• Location annotation dataset excerpts:
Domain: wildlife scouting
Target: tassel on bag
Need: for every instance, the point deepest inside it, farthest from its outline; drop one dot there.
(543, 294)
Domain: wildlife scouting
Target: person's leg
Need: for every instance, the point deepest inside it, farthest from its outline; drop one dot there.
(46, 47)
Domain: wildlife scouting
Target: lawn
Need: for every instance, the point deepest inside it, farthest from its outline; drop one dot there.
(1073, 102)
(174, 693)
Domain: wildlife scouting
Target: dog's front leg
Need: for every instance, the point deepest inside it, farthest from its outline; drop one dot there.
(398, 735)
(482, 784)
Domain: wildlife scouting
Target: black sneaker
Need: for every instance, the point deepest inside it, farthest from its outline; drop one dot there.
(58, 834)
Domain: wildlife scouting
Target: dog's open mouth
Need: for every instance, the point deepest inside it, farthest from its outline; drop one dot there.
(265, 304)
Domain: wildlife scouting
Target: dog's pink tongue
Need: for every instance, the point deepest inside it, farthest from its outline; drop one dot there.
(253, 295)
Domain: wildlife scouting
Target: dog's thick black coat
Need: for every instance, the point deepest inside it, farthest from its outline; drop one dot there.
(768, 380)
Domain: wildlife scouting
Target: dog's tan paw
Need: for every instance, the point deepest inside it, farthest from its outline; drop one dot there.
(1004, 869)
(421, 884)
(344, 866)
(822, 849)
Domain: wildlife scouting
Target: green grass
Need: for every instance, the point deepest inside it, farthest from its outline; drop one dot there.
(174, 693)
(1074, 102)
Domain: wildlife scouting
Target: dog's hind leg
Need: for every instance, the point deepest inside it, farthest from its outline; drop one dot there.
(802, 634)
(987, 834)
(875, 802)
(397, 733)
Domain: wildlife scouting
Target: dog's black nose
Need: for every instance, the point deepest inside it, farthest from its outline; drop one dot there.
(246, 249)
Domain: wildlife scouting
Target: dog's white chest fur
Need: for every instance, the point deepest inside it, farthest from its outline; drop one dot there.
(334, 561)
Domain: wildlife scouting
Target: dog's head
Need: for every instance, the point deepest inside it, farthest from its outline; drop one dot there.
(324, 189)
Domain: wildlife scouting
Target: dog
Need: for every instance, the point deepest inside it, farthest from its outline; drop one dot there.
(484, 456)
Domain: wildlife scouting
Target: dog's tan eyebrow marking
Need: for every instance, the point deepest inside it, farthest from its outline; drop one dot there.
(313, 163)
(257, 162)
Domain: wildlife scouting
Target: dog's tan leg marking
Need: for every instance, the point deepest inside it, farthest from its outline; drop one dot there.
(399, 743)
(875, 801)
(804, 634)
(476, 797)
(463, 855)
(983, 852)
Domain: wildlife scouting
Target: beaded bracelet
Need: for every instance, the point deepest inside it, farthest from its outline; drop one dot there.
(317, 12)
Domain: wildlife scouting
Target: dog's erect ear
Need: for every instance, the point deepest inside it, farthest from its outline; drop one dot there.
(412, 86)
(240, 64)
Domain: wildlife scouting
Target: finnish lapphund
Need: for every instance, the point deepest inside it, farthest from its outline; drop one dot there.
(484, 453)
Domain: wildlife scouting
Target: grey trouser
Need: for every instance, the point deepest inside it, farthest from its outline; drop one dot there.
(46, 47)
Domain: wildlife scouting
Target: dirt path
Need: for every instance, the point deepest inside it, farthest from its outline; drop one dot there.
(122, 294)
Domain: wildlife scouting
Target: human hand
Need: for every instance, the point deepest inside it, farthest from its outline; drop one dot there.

• Problem description: Copy all of the material word for word.

• Result:
Domain: wildlife scouting
Target: tassel on bag
Need: for every instance, the point deepest inside it, farthest from its outline; drop one dot there.
(543, 294)
Domain: wildlife scouting
Target: person's leg
Need: for every instance, the point deepest inside it, farthest from its outline; drop one dot there.
(46, 47)
Domain: wildlife scouting
Target: lawn
Need: for every instance, the point deepest inside it, farthest from its outline; drop one dot there.
(1073, 102)
(174, 693)
Domain: wildlife scouting
Target: dog's front leg
Need: for every instance, the point deepest inside it, farthest from its outline; drop one dot there.
(398, 735)
(482, 784)
Domain: wildlife scouting
Target: black sneaker
Need: for every instance, the point deepest inside it, farthest from its outline; drop one dot there.
(58, 834)
Domain: wildlife scouting
Target: dog's open mouth
Need: for every instance, the point deepest inside it, farthest from its outline; drop one dot there.
(265, 304)
Domain: wildlife scouting
Target: dog's pink tongue
Need: for every instance, the point deepest inside it, farthest from its outline; drop one dot there.
(253, 295)
Domain: wildlife scouting
Target: dog's thick black coat
Need: for every instance, the point deepest inside it, farthest from its outline; drop one dot there.
(768, 380)
Domain: wildlife scouting
Target: dog's tan paw
Need: for every instance, the point deepest inside it, farthest from its outline; drop one dot there.
(1004, 869)
(421, 884)
(344, 866)
(822, 849)
Domain: wildlife scouting
Target: green grass
Need: for every instance, the point deepest inside it, farthest from its outline; drop one dot there.
(174, 693)
(1074, 102)
Domain: wildlife scouting
Target: dog's hind leg
Need: for every instance, the point deepest inside it, farthest from its outline; drop one dot there.
(802, 634)
(987, 834)
(875, 802)
(397, 733)
Domain: wildlife scouting
Target: dog's black nose
Need: for every instance, the point deepest inside it, farthest from its outline; drop one dot there.
(246, 249)
Domain: wildlife scouting
Target: dog's white chest fur
Need: for every instance, the point deepest inside it, farthest from its outline; drop one dot there.
(334, 561)
Domain: wildlife scouting
Target: dog's head
Need: for every instance, the point deepest inside it, farthest from its outline; drop one dot there.
(324, 189)
Domain: wildlife scouting
Target: dog
Need: for every instance, the point deepest inside it, farthest from its outline; drop one dot there.
(484, 456)
Domain: wildlife scouting
Target: dog's tan eyebrow marking
Need: for every instance, the point deepest inside it, farthest from its outline; drop one dot there.
(313, 163)
(257, 162)
Domain: wildlife scouting
Target: dog's tan leg marking
Need: for every instance, the point deepest inside it, farthest from its outline; drop one dot there.
(399, 743)
(875, 801)
(804, 634)
(476, 797)
(463, 855)
(983, 852)
Domain: wildlife scouting
Target: beaded bracelet
Need: for every instance, the point deepest inside it, farthest from its outline; drop one dot there.
(317, 12)
Domain: wildlife scouting
Target: dog's erect ear
Need: for every instance, the point deepest inside it, farthest from its outline; drop one dot there.
(412, 86)
(240, 64)
Domain: wildlife scouting
Target: finnish lapphund
Need: for every instance, the point deepest inside it, farthest from its outline; drop one dot there.
(484, 453)
Domain: wildlife scouting
Target: grey trouser
Need: for every instance, the point deepest inside it, farthest from its outline; drop one dot there.
(46, 47)
Domain: wildlife scouting
Target: dirt path
Need: for every instance, the point deepest inside it, farthest from its outline; drop one dot there.
(122, 294)
Domain: wildlife scouting
Target: human hand
Need: for every instance, the point deepest inside it, farthest from its outline; drop one dot there.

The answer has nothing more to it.